III LO w Zabrzu zajęło pierwsze miejsce w województwie śląskim na Mapie Równości, na której umieszczane są szkoły przyjazne młodzieży LGBTQ+. Prawicowe media i politycy rozpoczęli nagonkę na szkołę.

Ranking Szkół Przyjaznych LGBTQ+ to zestawienie, w którym umieszczane są szkoły otwarte i tolerancyjne, w których osoby nieheteronormatywne mogą liczyć na szacunek i czuć się bezpieczne. To bardzo ważne dla młodych wrażliwych osób, które ze względu na niewpasowywanie się w konserwatywne schematy często padają ofiarami niezrozumienia i hejtu. Statystyki pokazują, że jest to przyczyną rosnącej liczby prób samobójczych w tej grupie młodzieży. 

Projekt rankingu został zainicjowany w 2018 roku przez warszawskiego aktywistę Dominika Kuca. Swoją szkołę ocenić może każdy uczeń, wypełniając internetową ankietę. Biorący w niej udział uczniowie odpowiadają m.in., czy ich szkoła nie boi się Tęczowych Piątków, podczas których szkolna społeczność solidaryzuje się z rówieśnikami LGBTQ+ czy na studniówkę mogą przyjść pary jednopłciowe albo czy jeśli zdarzy się przypadek hejtu, szkoła potrafi zareagować skutecznie. Na podstawie odpowiedzi układany jest ranking.

### Wyodrębnione wiersze
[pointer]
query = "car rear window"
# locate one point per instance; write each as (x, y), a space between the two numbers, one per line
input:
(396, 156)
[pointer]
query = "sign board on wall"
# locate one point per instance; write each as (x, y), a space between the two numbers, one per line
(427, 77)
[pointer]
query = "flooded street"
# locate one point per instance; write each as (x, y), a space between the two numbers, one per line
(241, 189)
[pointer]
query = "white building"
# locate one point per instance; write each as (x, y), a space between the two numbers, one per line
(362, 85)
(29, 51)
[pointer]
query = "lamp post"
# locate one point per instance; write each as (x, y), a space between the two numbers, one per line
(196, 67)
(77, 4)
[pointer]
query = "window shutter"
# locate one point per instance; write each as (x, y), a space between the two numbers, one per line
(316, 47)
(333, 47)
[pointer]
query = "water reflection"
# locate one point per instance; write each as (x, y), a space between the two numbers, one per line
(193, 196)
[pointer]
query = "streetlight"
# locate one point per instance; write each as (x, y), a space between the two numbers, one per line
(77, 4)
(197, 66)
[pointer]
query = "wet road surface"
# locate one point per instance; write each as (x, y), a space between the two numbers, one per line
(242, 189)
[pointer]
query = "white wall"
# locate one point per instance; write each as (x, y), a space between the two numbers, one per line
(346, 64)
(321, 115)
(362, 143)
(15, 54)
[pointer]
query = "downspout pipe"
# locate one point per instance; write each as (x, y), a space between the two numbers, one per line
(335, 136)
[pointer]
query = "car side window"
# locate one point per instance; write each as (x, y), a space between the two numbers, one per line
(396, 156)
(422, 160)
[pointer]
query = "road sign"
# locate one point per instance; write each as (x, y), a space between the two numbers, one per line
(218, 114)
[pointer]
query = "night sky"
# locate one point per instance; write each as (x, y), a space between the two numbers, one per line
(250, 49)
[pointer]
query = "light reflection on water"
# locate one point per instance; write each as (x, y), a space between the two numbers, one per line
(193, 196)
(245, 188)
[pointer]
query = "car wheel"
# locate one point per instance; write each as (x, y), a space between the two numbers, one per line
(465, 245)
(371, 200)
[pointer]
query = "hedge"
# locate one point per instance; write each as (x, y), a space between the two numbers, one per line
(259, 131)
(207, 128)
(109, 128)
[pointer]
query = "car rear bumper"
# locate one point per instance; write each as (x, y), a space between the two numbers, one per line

### Cel zadania
Według tekstu strony kto i w którym roku zainicjował projekt Rankingu Szkół Przyjaznych LGBTQ+?

### Odpowiedź końcowa
Projekt zainicjował w 2018 roku warszawski aktywista Dominik Kuc.